Point placement records:

++++++

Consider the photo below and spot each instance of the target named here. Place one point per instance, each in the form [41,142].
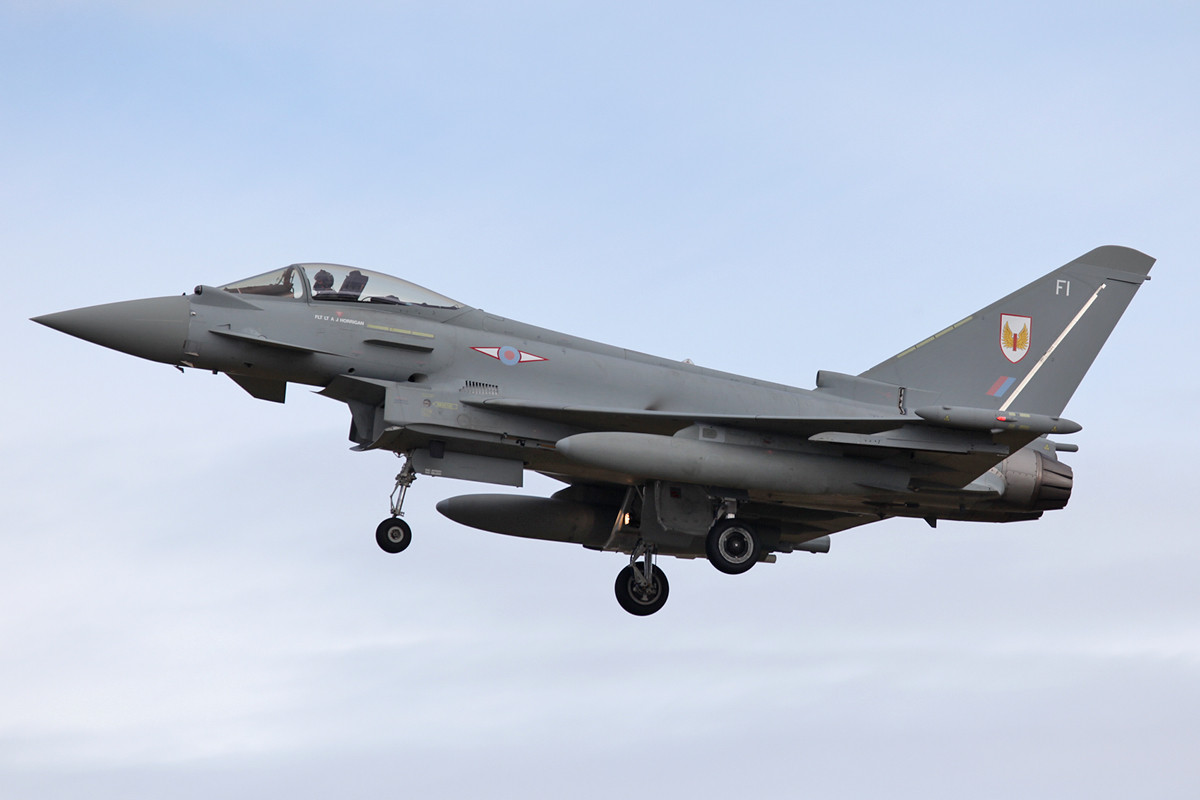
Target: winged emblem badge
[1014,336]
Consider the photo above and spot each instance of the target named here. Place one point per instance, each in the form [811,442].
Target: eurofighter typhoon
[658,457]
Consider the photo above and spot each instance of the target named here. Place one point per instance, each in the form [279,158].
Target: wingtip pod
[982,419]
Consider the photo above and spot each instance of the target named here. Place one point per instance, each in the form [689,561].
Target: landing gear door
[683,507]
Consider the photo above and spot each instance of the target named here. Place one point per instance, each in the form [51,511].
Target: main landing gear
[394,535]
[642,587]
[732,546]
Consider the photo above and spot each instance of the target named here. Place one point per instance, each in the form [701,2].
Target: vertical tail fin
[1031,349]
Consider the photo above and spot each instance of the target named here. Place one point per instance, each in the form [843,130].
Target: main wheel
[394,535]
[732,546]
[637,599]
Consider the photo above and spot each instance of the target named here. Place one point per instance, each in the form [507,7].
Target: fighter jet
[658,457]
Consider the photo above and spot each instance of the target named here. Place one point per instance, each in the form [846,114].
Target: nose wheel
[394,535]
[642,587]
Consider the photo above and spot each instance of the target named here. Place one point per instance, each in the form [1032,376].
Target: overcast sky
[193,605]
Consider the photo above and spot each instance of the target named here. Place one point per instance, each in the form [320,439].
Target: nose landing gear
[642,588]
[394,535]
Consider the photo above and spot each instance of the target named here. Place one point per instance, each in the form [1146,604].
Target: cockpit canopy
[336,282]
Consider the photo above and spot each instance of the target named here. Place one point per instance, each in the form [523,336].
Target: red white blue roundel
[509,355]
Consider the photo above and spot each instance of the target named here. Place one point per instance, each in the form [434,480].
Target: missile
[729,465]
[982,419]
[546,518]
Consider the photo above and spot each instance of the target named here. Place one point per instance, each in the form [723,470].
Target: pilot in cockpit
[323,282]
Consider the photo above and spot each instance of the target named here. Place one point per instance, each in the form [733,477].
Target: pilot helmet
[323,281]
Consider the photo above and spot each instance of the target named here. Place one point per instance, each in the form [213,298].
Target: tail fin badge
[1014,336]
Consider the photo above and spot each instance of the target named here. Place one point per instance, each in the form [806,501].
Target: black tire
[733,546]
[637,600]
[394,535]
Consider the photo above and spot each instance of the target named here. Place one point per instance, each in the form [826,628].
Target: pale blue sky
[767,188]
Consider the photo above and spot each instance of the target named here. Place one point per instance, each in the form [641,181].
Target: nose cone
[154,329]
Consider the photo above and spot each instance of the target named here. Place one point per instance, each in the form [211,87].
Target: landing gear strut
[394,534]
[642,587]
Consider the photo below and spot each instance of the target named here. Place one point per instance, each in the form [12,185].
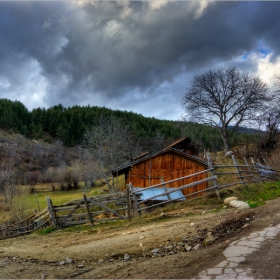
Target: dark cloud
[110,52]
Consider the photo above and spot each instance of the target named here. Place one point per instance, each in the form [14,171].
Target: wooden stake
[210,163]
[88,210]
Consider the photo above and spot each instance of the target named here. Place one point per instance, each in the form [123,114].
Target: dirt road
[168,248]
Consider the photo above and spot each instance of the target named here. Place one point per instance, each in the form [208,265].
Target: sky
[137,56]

++++++

**Task brief:** Write the lines above out again exactly, without any of their pictures.

**Answer to this task:**
Consider the photo below and spot each instance of the target named here. Place one point per instance, each in the form [41,142].
Target: winged emblem badge
[1014,336]
Consider the photo above and spot each instance of the target named here. Place one point per instance, each in the form [811,442].
Target: eurofighter typhoon
[658,457]
Consider the photo above and spot each instance of the target named here. Place one point per instance, each in the form [279,158].
Target: wingtip pod
[982,419]
Consider the photo above and spot each instance of the target named here. Place one point per instance, each in the form [689,561].
Target: landing gear door
[683,507]
Consider the photo above and spot each instance of the target named here. Place one point per instance, each in the form [51,511].
Target: main landing gear
[394,535]
[642,587]
[732,546]
Consider the photo above and spot each instance of the target named here. Place one point per instance, each in the form [701,2].
Target: vertical tail fin
[1031,349]
Consider the photo above and spot each instance of the target named here. Place one point per instance, each in the form [843,130].
Target: main wheel
[394,535]
[732,546]
[637,599]
Consider the photo above and spot each instance of the target named here. Place one point per instance, each in the form [507,7].
Target: fighter jet
[658,457]
Consider the photo above and spot each instance of the target named here. Place one point per instance, each in the form [846,114].
Target: nose wheel
[394,535]
[642,587]
Consider the photo above and spot each instance of the target named here. Place one point per instance, each in the form [1032,376].
Target: overcast sky
[193,605]
Consider the photo above and spot each instance of the target named here. Place one point per instance, each in the form [320,439].
Target: nose landing gear
[642,588]
[394,535]
Consider the photo above and spot each instance of the target named here. Place one point per instance, each in the form [1146,604].
Target: cockpit canopy
[336,282]
Consider the photo above and spot each instance of the target named here. Place one point per instance, each in the form [523,336].
Target: red white blue roundel
[509,355]
Consider the photo above and spot each instance of the target named here. Place one point per instance, each in the form [434,480].
Target: missile
[729,465]
[982,419]
[546,518]
Consider the photo above and spot each instance of the target named here. Place one point per instance, each in the form [723,470].
Target: pilot in cockpit
[323,282]
Consider the photo above and spot each instance of the target named here. Place one point per instance, each in the form [733,477].
Target: pilot helmet
[323,281]
Consider the photo above and spot each instance of the target named here. Place one point per instance, each in the form [213,298].
Target: tail fin badge
[1014,336]
Consider the photo above and spot each instance of the target named here. Place one point per instance, each in the form [806,501].
Target: black tire
[733,546]
[637,600]
[394,535]
Consider the photo above and spot each instance of the target named here. Place one point per instance, each in the form [826,628].
Target: pale blue sky
[767,188]
Consider the photo above and spot each instance of the target named here. Place one point per instance, each in the form [641,181].
Target: nose cone
[154,329]
Consider the photo above and spot each instance of the target named here. Place one point per instance, each in the form [211,87].
Target: landing gear strut
[394,534]
[642,587]
Consider the photo below and spot each instance of the target named here. Place one point per instance, each in the form [12,185].
Target: dark cloud
[110,52]
Consider the photo above and spot each instance of the target named here. Place one point per instance, each in the form [14,171].
Target: wooden stake
[210,163]
[88,210]
Consider the photo above and spot each instance of the target named here. Place one point per instance, each in the form [123,114].
Target: dirt road
[168,248]
Consider the photo above and spot each instance of the target named here. Place one point per instance, each in the form [208,265].
Target: sky
[137,56]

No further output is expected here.